— Text shown —
____________________

Twilio and Deepgram Voice Agent

Deepgram Voice Agent can integrate with the Twilio streaming API to enable dynamic interactions between callers and voice agents or bots. This guide will walk you through how to setup a Twilio phone number that can interact with Deepgram’s Voice Agent API, allowing callers to engage with a voice agent in real-time.

Before you Begin

Before you can use Deepgram, you’ll need to create a Deepgram account. Signup is free and includes $200 in free credit and access to all of Deepgram’s features!

Before you start, you’ll need to follow the steps in the Make Your First API Request guide to obtain a Deepgram API key, and configure your environment if you are choosing to use a Deepgram SDK.

Prerequisites

For the complete code used in this guide, please check out this repository.

You will need:

A free Twilio account with a Twilio phone number.
ngrok to let Twilio access a local server OR your own hosted server.
Understanding of Python and using Python virtual environments.

TwiML Bin Setup

First, you will need to set up a TwiML Bin. You can refer to the docs on how to do that in the Twilio Console.

XML

1 <?xml version="1.0" encoding="UTF-8"?>
2 
3 <Response>
4     <Say language="en">"This call may be monitored or recorded."</Say>
5     <Connect>
6         <Stream url="wss://a127-75-172-116-97.ngrok-free.app/twilio" />
7     </Connect>
8 </Response>

You should replace the url with wherever you decide to deploy the server we are about to create and ensure/twilio is at the end of the url.

____________________

— Required action —
Please answer these questions using the Twilio and Deepgram guide:
(a) How much free credit comes with a Deepgram signup?
(b) What is ngrok used for in this setup?
(c) What must appear at the end of the Stream url?

— Data for analysis —

____________________

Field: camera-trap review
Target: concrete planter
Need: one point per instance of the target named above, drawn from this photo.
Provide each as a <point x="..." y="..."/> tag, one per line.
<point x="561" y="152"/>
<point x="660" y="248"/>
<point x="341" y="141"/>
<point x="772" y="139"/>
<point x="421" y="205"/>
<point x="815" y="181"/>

____________________

— Solution —
(a) $200
(b) To let Twilio access a local server
(c) /twilio